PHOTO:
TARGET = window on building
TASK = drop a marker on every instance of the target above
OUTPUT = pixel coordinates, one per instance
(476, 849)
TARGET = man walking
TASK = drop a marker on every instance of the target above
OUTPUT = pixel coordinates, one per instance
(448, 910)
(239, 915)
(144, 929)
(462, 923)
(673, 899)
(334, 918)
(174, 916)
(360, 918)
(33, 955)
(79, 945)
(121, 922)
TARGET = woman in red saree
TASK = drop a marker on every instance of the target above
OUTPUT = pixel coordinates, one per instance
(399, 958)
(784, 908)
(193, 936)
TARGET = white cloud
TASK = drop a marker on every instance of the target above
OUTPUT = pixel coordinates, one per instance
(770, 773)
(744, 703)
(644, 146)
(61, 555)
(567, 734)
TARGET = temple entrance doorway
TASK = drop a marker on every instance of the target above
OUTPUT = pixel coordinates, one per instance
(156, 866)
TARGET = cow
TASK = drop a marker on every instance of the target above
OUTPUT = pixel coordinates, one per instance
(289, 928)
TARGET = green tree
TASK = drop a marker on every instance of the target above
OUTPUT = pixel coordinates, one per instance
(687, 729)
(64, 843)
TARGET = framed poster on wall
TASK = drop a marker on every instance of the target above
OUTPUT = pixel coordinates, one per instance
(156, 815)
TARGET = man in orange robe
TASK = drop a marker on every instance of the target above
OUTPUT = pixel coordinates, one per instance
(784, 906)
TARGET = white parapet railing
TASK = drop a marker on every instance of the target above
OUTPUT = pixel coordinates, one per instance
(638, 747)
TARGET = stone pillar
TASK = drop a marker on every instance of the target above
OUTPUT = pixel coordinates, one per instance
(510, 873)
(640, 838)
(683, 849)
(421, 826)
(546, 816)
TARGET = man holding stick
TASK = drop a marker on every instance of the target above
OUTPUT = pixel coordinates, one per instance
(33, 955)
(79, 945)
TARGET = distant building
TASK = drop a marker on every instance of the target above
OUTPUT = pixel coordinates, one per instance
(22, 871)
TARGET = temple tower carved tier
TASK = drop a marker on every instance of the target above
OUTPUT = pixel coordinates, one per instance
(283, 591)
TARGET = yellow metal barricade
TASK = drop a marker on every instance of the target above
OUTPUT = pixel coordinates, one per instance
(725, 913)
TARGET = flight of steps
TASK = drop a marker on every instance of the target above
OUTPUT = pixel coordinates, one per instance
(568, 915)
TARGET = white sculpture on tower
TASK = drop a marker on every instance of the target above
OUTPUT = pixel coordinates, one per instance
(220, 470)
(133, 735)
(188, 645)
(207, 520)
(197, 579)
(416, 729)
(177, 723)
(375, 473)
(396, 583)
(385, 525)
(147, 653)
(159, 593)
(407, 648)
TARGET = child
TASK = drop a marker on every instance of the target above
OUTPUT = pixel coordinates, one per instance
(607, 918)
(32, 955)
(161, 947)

------------------------------------

**WHAT YOU HAVE TO DO**
Retype the records above line for line, keeping every character unchanged.

**FULL ANSWER**
PHOTO:
TARGET = window on building
TASK = drop a marker on every instance of the target above
OUTPUT = pixel coordinates, one per instance
(476, 849)
TARGET = man walking
TASK = drop a marker on every instance of the target above
OUTPUT = pixel coordinates, one per instance
(448, 910)
(239, 915)
(144, 929)
(462, 923)
(673, 899)
(334, 918)
(174, 916)
(360, 918)
(33, 955)
(79, 945)
(121, 922)
TARGET = woman in red saree
TASK = drop a marker on every instance of the target above
OUTPUT = pixel coordinates, one per instance
(399, 958)
(784, 908)
(193, 936)
TARGET = white cloud
TASK = drop a marker on every instance of the target above
OUTPUT = pixel coordinates, one per instance
(770, 773)
(744, 703)
(644, 146)
(61, 555)
(567, 734)
TARGET = temple entrance doorway
TASK = drop a marker on every instance of the target above
OUTPUT = pixel coordinates, one per instance
(156, 866)
TARGET = cow
TASK = drop a marker on every instance of the target above
OUTPUT = pixel coordinates, one per instance
(289, 928)
TARGET = green tree
TASK = drop a marker on every instance of the target above
OUTPUT = pixel coordinates, one per instance
(687, 729)
(64, 843)
TARGET = framed poster on wall
TASK = drop a marker on every instance of the target above
OUTPUT = pixel coordinates, one per instance
(156, 815)
TARGET = man in orange robe
TASK = drop a marker on every instance of the target above
OUTPUT = pixel coordinates, one per instance
(784, 906)
TARGET = white parapet railing
TASK = drop a marker on every instance of the target above
OUTPUT = pixel coordinates, one per instance
(638, 747)
TARGET = stone pillar
TASK = drop a marker on every instance of the target above
OUTPUT = pixel coordinates, one per instance
(510, 873)
(640, 838)
(683, 849)
(421, 826)
(546, 816)
TARGET = man holding stick
TASK = drop a marker on every instance of the target above
OUTPUT = pixel coordinates, one per instance
(33, 955)
(79, 945)
TARGET = distant building
TASK = drop a marker on every instance of the target above
OUTPUT = pixel coordinates, one per instance
(22, 871)
TARGET = temple tower carved tier
TASK = drop a marker on every instance of the target above
OUTPUT = pixel coordinates, one per instance
(283, 591)
TARGET = yellow metal barricade
TASK = drop a marker on every instance of the target above
OUTPUT = pixel coordinates, one per instance
(725, 913)
TARGET = flight of steps
TASK = drop a marker on every instance of the target above
OUTPUT = pixel coordinates, one per instance
(568, 915)
TARGET = white sculpture on tower
TASK = drop a marker on every instance of the target above
OUTPUT = pixel coordinates, one per instance
(220, 470)
(133, 735)
(188, 645)
(207, 520)
(197, 579)
(416, 729)
(177, 723)
(375, 473)
(396, 583)
(385, 525)
(147, 653)
(159, 593)
(407, 648)
TARGET = child
TASK = drop a marker on every instance of the target above
OUTPUT = pixel coordinates, one per instance
(607, 918)
(32, 955)
(161, 947)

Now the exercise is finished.